> _PASSAGE PROVIDED_:

=-=-=

By: Michael Campbell, News Editor
PRINCE GEORGE – After several meetings of discussion and analysis by supervisors and county representatives, the Prince George Board of Supervisors opted to move forward with the issuance of $10 million in general obligation bonds, with those funds going toward over a dozen projects across the county.
During their meeting late last month, the decision was made to go with Martinsville-based Carter Bank and Trust for the $10 million borrowing and appropriate nearly $9 million of those funds toward a total of 17 projects, ranging from the public safety radio project to improvements at Scott Park.
According to county documents, within the $9 million of appropriations, over $1 million of it would go toward capital projects and purchases that have already occurred, including $400,000 in costs related to police vehicles, $174,000 for public safety radio consultant costs, over $200,000 in Parks and Recreation spending for paving and Scott Park field improvements and $227,000 in costs to address issues and repairs at the Central Wellness Center following a pipe explosion at the facility in January that required the removal of asbestos before pipe repairs could begin.
In March, after approval of the issuance of bonds by supervisors, save Alan Carmichael, who opted to not take part in discussion or vote citing a conflict of interest due to his employment with Perkinson Construction, county leaders went through the remaining 11 project appropriations one-by-one for approval.
The largest portion of the borrowing would toward the county’s ongoing public safety radio project, with $6.5 million appropriated to the project. In documents, the county explained that this project, once completed, would “increase and expand interoperability with other agencies” with the county’s current system slated to reach the end of its end of life with no guarantees of repair.
“The county’s equipment will become antiquated with limited usage as the system approaches the end of life,” county officials explained in Prince George’s capital improvement plan. “Replacement parts will also become increasingly difficult, if not impossible, to find. In the event of any portion of the system failing, repair will more than likely not be an option,” with the county stressing that this is “has an impact on public safety personnel and potentially the safety of the public.”
The final assessment report from AECOM, the company the county is working with on the radio project, the new public safety radio is estimated to cost, at its most competitive price, $11.6 million, which will be funded through split funding across the current and next fiscal year.
$1 million will go toward Prince George’s broadband Internet efforts, with the county hoping to bring high-speed internet to areas that do not currently have reliable service or where residents are limited in their options due to high price points.
“The concept is to have the County own the assets, such as towers and cables, and lease space to internet service providers who will operate the service…allowing the assets to be used for future county needs,” Prince George’s CIP document detailed.
For Prince George, the effort to bring countywide broadband to the community is driven by business and educational interest.

=-=-=

> _SET EXERCISE 1_: Extract every line from the records below that contains the string "outcrop".

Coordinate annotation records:
=-=-=

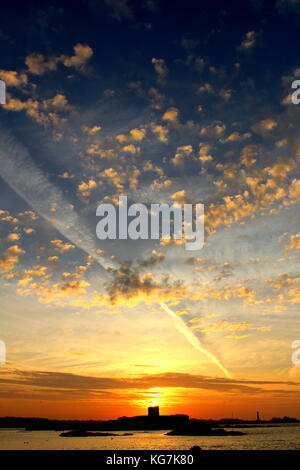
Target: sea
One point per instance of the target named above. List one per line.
(279, 437)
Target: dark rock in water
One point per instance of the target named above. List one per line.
(199, 429)
(82, 433)
(195, 449)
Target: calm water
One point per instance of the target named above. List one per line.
(283, 437)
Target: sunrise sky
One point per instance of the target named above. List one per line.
(163, 102)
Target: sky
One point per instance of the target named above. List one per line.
(162, 102)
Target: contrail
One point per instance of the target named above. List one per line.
(181, 326)
(29, 182)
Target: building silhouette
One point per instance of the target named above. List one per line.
(153, 411)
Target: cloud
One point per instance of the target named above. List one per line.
(120, 9)
(265, 126)
(294, 243)
(128, 286)
(89, 385)
(38, 64)
(10, 258)
(161, 132)
(171, 115)
(249, 40)
(62, 247)
(182, 154)
(13, 78)
(161, 69)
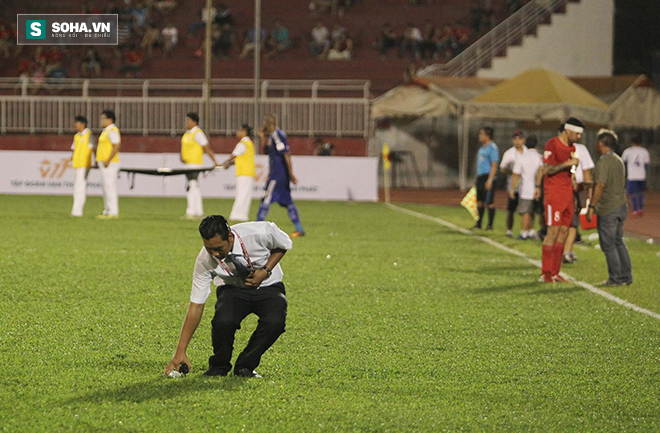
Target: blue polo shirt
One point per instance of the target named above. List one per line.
(485, 158)
(276, 148)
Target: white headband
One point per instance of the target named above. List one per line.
(574, 128)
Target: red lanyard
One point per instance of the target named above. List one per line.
(247, 256)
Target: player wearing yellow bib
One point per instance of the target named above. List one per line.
(82, 148)
(107, 158)
(243, 157)
(193, 146)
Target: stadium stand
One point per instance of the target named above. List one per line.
(363, 19)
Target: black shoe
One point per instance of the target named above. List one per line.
(215, 371)
(246, 372)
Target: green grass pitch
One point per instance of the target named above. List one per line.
(396, 324)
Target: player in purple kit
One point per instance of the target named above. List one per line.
(280, 174)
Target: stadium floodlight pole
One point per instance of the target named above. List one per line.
(207, 68)
(257, 65)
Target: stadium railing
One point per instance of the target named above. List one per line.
(310, 115)
(495, 42)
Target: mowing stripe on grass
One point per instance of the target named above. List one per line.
(536, 263)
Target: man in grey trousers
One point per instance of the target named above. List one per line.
(609, 204)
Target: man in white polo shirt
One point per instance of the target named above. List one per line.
(525, 169)
(246, 258)
(581, 193)
(506, 167)
(637, 160)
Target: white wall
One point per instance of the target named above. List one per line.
(577, 43)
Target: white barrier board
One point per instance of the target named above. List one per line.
(320, 178)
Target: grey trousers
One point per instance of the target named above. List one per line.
(610, 232)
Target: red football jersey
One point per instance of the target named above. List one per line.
(555, 153)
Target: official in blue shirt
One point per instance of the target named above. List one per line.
(488, 159)
(280, 174)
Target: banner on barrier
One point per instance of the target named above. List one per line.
(320, 178)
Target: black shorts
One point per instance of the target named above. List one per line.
(512, 203)
(486, 197)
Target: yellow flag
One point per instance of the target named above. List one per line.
(469, 202)
(387, 164)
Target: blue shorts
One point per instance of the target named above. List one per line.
(277, 191)
(635, 186)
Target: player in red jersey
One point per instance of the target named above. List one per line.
(559, 163)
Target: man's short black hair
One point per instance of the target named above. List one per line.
(109, 114)
(214, 225)
(531, 142)
(193, 116)
(571, 121)
(637, 139)
(608, 139)
(248, 129)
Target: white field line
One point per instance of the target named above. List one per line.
(536, 263)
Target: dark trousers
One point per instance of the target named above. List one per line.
(610, 233)
(235, 304)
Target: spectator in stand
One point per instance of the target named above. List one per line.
(386, 40)
(91, 65)
(411, 41)
(165, 6)
(461, 38)
(279, 40)
(477, 11)
(410, 72)
(320, 41)
(150, 39)
(199, 24)
(342, 44)
(223, 16)
(428, 47)
(133, 58)
(170, 36)
(227, 41)
(637, 160)
(248, 41)
(318, 7)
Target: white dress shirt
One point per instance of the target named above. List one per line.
(259, 238)
(526, 166)
(586, 163)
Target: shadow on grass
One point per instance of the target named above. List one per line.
(548, 289)
(162, 388)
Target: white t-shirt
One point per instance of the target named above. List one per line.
(508, 160)
(586, 163)
(527, 165)
(259, 238)
(113, 135)
(636, 159)
(241, 147)
(172, 33)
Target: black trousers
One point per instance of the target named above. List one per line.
(235, 304)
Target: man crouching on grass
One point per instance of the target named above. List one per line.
(246, 257)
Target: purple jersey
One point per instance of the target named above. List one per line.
(276, 148)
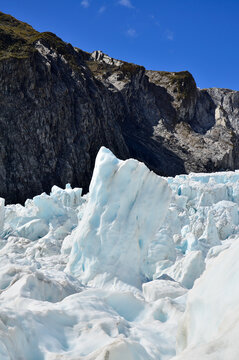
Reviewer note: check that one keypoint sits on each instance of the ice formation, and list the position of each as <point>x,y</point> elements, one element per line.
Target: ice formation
<point>142,267</point>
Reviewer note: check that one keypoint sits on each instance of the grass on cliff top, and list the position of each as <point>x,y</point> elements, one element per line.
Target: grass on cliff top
<point>17,40</point>
<point>183,82</point>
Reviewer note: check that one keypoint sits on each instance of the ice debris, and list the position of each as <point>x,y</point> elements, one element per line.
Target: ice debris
<point>108,275</point>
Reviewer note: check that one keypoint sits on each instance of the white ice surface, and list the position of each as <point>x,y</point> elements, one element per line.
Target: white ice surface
<point>108,275</point>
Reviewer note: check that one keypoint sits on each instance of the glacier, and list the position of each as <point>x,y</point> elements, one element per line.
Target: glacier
<point>141,267</point>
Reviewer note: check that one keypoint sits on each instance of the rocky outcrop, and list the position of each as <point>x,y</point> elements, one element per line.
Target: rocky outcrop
<point>59,105</point>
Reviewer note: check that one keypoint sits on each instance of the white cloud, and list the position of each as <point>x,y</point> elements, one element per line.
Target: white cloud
<point>102,9</point>
<point>126,3</point>
<point>131,32</point>
<point>85,3</point>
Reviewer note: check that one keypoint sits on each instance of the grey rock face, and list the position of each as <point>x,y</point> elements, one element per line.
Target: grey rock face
<point>59,105</point>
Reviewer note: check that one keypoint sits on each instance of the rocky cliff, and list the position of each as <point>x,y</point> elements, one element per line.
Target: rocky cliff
<point>59,105</point>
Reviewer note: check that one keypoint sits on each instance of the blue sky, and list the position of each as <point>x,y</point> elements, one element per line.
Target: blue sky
<point>200,36</point>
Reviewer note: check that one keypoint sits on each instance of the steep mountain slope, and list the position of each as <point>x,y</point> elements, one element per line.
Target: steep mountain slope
<point>60,104</point>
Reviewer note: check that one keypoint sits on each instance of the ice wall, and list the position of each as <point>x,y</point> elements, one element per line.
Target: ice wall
<point>126,208</point>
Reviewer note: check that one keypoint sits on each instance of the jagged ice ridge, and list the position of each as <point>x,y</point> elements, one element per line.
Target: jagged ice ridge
<point>142,267</point>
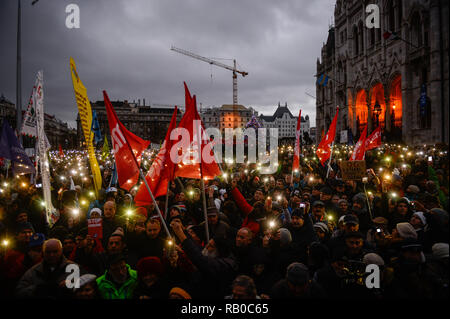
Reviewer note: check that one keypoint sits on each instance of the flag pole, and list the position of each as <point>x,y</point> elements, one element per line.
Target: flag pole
<point>148,188</point>
<point>153,199</point>
<point>332,144</point>
<point>167,201</point>
<point>202,183</point>
<point>329,161</point>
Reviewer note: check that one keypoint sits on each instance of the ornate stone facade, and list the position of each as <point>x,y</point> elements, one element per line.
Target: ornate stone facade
<point>378,79</point>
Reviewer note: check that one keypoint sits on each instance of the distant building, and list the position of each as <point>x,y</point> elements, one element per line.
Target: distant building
<point>227,116</point>
<point>312,135</point>
<point>378,78</point>
<point>149,122</point>
<point>57,131</point>
<point>285,122</point>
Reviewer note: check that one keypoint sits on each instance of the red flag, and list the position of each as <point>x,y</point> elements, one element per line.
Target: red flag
<point>188,164</point>
<point>123,142</point>
<point>61,153</point>
<point>296,162</point>
<point>324,150</point>
<point>360,150</point>
<point>161,171</point>
<point>374,140</point>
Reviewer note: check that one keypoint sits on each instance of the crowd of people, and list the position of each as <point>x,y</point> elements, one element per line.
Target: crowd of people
<point>281,236</point>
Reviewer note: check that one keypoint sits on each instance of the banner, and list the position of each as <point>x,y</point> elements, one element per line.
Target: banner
<point>296,161</point>
<point>105,149</point>
<point>359,151</point>
<point>95,228</point>
<point>374,140</point>
<point>127,148</point>
<point>189,167</point>
<point>344,137</point>
<point>161,171</point>
<point>353,170</point>
<point>84,109</point>
<point>324,149</point>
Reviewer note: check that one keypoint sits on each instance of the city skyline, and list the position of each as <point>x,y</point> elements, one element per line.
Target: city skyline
<point>124,48</point>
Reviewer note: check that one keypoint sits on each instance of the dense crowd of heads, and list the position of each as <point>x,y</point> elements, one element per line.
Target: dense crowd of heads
<point>281,236</point>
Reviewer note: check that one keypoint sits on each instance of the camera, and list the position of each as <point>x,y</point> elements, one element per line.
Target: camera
<point>355,273</point>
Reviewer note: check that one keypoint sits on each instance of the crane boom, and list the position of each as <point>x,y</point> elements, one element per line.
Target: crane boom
<point>210,61</point>
<point>199,57</point>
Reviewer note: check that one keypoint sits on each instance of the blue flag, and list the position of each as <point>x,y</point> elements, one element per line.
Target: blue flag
<point>95,127</point>
<point>11,149</point>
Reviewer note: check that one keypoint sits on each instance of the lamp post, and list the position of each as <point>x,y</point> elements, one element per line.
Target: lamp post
<point>19,70</point>
<point>377,111</point>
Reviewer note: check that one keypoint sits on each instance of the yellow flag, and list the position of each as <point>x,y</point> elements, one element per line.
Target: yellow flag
<point>84,109</point>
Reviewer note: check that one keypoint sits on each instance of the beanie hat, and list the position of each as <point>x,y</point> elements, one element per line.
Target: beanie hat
<point>36,240</point>
<point>321,226</point>
<point>373,258</point>
<point>285,236</point>
<point>413,189</point>
<point>440,250</point>
<point>85,279</point>
<point>326,190</point>
<point>351,219</point>
<point>22,226</point>
<point>297,274</point>
<point>95,209</point>
<point>406,231</point>
<point>115,258</point>
<point>141,211</point>
<point>342,201</point>
<point>149,265</point>
<point>299,212</point>
<point>118,232</point>
<point>355,234</point>
<point>180,292</point>
<point>380,221</point>
<point>212,211</point>
<point>421,217</point>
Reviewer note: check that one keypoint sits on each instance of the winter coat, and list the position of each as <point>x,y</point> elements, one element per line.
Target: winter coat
<point>109,290</point>
<point>42,282</point>
<point>217,273</point>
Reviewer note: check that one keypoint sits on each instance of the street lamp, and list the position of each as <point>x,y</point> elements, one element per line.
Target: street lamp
<point>19,71</point>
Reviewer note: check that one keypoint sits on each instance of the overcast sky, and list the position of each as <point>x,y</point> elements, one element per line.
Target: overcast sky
<point>123,47</point>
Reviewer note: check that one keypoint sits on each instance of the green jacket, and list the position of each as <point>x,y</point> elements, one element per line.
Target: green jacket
<point>109,291</point>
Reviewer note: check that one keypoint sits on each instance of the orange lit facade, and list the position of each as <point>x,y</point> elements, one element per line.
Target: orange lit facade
<point>401,86</point>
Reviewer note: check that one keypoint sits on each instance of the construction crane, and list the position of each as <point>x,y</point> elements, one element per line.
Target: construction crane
<point>233,68</point>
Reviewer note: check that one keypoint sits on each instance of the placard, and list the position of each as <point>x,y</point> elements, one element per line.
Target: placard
<point>353,170</point>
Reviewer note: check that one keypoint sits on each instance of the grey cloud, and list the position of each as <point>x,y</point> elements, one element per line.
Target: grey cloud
<point>124,48</point>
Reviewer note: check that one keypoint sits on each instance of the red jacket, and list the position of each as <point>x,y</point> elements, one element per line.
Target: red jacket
<point>246,208</point>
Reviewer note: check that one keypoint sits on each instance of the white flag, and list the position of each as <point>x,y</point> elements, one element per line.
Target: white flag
<point>38,102</point>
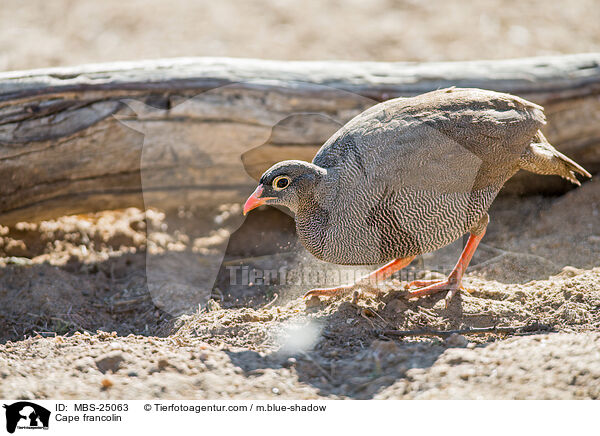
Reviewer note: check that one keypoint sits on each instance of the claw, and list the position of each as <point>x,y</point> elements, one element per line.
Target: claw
<point>421,283</point>
<point>329,292</point>
<point>452,286</point>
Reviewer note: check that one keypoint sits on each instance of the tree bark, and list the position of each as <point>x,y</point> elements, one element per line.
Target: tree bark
<point>183,132</point>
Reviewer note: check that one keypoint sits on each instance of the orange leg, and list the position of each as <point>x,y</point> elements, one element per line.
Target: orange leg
<point>453,283</point>
<point>367,283</point>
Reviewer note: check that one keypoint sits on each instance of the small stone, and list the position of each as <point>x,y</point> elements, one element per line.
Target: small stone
<point>570,271</point>
<point>84,363</point>
<point>313,301</point>
<point>457,341</point>
<point>110,361</point>
<point>289,363</point>
<point>384,347</point>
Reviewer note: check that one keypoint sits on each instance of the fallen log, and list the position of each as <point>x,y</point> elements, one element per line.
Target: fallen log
<point>178,132</point>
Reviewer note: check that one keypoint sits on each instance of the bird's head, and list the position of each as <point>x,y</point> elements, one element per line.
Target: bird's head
<point>290,183</point>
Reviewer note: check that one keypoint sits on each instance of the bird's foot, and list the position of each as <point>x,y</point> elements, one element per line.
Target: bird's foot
<point>421,283</point>
<point>451,284</point>
<point>344,290</point>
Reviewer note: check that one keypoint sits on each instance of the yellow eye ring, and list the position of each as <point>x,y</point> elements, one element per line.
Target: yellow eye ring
<point>281,182</point>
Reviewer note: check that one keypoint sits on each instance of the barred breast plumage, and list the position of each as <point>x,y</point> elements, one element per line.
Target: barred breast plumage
<point>411,175</point>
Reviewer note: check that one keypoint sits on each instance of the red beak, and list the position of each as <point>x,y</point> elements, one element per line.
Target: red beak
<point>255,200</point>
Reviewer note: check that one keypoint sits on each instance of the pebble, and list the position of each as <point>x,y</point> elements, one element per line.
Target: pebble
<point>457,341</point>
<point>110,361</point>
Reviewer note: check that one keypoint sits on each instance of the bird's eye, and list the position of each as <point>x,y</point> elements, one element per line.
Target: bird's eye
<point>281,182</point>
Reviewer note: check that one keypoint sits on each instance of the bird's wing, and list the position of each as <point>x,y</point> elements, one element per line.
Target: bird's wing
<point>452,140</point>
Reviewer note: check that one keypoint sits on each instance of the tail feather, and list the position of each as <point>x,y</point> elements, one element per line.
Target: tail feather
<point>542,158</point>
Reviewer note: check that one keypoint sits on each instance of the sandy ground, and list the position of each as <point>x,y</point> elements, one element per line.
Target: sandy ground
<point>77,319</point>
<point>76,290</point>
<point>39,33</point>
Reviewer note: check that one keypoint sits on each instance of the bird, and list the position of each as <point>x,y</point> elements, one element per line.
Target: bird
<point>409,176</point>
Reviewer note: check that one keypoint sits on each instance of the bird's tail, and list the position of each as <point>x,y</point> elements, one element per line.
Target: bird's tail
<point>542,158</point>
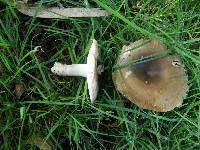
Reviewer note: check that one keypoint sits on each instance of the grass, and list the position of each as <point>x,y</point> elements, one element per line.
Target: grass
<point>37,103</point>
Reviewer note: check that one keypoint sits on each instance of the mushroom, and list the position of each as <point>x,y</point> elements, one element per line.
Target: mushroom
<point>158,84</point>
<point>56,12</point>
<point>88,70</point>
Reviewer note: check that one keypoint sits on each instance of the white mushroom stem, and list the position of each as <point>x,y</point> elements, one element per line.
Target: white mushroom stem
<point>89,70</point>
<point>70,70</point>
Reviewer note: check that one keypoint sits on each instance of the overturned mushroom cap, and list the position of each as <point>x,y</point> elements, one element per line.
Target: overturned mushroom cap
<point>155,84</point>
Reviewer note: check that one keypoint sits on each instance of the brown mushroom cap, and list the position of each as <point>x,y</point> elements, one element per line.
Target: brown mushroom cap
<point>156,84</point>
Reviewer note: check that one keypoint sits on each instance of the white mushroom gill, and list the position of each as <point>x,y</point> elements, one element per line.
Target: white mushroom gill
<point>88,70</point>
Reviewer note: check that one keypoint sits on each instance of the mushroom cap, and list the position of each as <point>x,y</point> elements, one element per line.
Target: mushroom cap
<point>159,84</point>
<point>92,74</point>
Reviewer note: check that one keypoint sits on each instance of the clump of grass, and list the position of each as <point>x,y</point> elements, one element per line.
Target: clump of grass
<point>58,109</point>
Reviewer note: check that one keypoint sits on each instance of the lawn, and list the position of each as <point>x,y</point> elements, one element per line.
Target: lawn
<point>37,104</point>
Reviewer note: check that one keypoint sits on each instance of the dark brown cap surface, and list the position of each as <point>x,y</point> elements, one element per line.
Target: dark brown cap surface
<point>158,84</point>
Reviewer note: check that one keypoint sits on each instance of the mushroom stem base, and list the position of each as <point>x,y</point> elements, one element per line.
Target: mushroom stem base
<point>70,70</point>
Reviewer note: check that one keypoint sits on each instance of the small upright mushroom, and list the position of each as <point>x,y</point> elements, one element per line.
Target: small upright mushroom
<point>158,84</point>
<point>88,70</point>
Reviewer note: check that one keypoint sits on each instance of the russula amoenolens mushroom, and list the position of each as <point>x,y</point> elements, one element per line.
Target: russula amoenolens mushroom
<point>58,12</point>
<point>88,70</point>
<point>155,84</point>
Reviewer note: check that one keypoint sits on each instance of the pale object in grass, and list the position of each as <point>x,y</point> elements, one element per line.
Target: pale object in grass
<point>158,84</point>
<point>57,12</point>
<point>89,70</point>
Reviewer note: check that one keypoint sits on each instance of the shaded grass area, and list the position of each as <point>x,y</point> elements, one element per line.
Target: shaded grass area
<point>36,103</point>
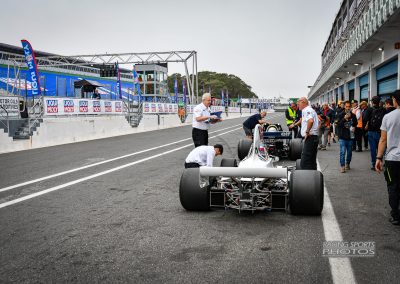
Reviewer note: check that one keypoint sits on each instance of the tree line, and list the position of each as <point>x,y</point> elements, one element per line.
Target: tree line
<point>215,82</point>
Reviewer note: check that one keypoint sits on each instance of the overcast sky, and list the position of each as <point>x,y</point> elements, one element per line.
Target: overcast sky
<point>275,46</point>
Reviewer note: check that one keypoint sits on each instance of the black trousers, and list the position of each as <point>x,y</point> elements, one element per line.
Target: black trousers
<point>191,165</point>
<point>200,137</point>
<point>295,129</point>
<point>358,137</point>
<point>365,137</point>
<point>309,153</point>
<point>392,176</point>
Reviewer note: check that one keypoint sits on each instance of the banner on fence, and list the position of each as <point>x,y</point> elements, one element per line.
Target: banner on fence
<point>10,105</point>
<point>69,106</point>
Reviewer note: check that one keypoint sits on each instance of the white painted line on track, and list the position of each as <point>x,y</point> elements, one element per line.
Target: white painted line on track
<point>102,162</point>
<point>30,196</point>
<point>341,269</point>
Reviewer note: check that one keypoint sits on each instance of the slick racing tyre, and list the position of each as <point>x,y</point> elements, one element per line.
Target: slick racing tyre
<point>227,162</point>
<point>244,148</point>
<point>191,195</point>
<point>306,192</point>
<point>298,164</point>
<point>295,148</point>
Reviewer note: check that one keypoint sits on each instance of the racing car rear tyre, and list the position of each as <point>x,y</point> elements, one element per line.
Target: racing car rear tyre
<point>306,194</point>
<point>298,164</point>
<point>244,148</point>
<point>192,196</point>
<point>295,149</point>
<point>227,162</point>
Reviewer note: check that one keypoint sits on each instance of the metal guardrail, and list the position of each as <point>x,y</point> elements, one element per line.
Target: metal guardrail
<point>369,17</point>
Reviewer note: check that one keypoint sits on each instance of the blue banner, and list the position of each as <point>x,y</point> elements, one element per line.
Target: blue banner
<point>176,89</point>
<point>136,84</point>
<point>33,73</point>
<point>119,88</point>
<point>184,91</point>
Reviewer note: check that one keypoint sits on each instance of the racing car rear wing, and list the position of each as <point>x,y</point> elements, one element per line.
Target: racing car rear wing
<point>278,135</point>
<point>244,172</point>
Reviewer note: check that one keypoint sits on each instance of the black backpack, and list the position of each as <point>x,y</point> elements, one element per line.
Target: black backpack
<point>376,119</point>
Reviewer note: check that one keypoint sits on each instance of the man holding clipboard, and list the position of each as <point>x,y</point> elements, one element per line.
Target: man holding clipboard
<point>202,118</point>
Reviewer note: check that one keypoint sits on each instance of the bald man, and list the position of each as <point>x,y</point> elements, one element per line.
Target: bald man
<point>201,121</point>
<point>309,132</point>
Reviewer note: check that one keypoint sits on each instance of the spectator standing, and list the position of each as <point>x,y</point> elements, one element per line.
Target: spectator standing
<point>309,131</point>
<point>358,130</point>
<point>201,121</point>
<point>373,126</point>
<point>366,116</point>
<point>389,106</point>
<point>346,123</point>
<point>290,114</point>
<point>324,127</point>
<point>338,111</point>
<point>390,141</point>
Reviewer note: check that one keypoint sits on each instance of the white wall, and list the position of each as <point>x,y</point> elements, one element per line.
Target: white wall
<point>63,130</point>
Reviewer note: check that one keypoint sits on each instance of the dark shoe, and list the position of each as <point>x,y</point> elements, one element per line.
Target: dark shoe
<point>394,221</point>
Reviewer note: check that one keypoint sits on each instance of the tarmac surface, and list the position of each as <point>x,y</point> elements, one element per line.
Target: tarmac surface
<point>121,221</point>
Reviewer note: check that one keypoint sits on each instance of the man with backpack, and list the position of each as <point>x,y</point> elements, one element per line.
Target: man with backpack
<point>373,126</point>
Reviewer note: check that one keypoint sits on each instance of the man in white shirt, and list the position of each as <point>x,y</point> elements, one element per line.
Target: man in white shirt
<point>309,131</point>
<point>390,143</point>
<point>201,121</point>
<point>203,156</point>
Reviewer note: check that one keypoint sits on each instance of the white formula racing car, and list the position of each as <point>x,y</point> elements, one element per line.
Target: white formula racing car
<point>254,184</point>
<point>279,143</point>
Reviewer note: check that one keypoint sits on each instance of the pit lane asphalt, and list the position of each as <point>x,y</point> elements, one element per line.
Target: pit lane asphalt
<point>128,226</point>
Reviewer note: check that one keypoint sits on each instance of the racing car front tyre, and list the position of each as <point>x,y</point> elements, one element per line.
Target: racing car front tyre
<point>192,196</point>
<point>295,149</point>
<point>244,148</point>
<point>228,162</point>
<point>306,192</point>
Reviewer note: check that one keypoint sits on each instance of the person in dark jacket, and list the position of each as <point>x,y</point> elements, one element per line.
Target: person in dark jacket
<point>338,111</point>
<point>366,116</point>
<point>374,128</point>
<point>347,121</point>
<point>389,106</point>
<point>290,114</point>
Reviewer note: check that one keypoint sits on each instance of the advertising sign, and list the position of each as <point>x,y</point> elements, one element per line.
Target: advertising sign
<point>9,104</point>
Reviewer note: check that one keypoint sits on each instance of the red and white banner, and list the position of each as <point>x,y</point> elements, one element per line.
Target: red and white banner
<point>10,105</point>
<point>160,108</point>
<point>69,106</point>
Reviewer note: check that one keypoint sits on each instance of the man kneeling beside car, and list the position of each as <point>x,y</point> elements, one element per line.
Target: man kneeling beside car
<point>203,156</point>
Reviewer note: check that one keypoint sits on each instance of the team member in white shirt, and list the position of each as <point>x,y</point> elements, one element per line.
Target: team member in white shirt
<point>201,121</point>
<point>203,156</point>
<point>309,131</point>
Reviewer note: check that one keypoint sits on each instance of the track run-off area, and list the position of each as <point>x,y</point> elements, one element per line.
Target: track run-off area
<point>108,210</point>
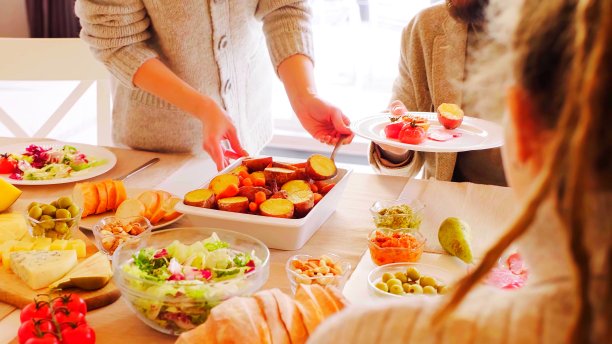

=-=-=

> _SET EXERCISE 2_: According to the article on Prince George's bond issuance, how much of the borrowing is appropriated to the public safety radio project?

> _FULL RESPONSE 1_:
Reviewer note: check that one keypoint sits on each instance of the rocky outcrop, and list the position of each as <point>x,y</point> elements, one element per line.
Target: rocky outcrop

> _FULL RESPONSE 2_: $6.5 million.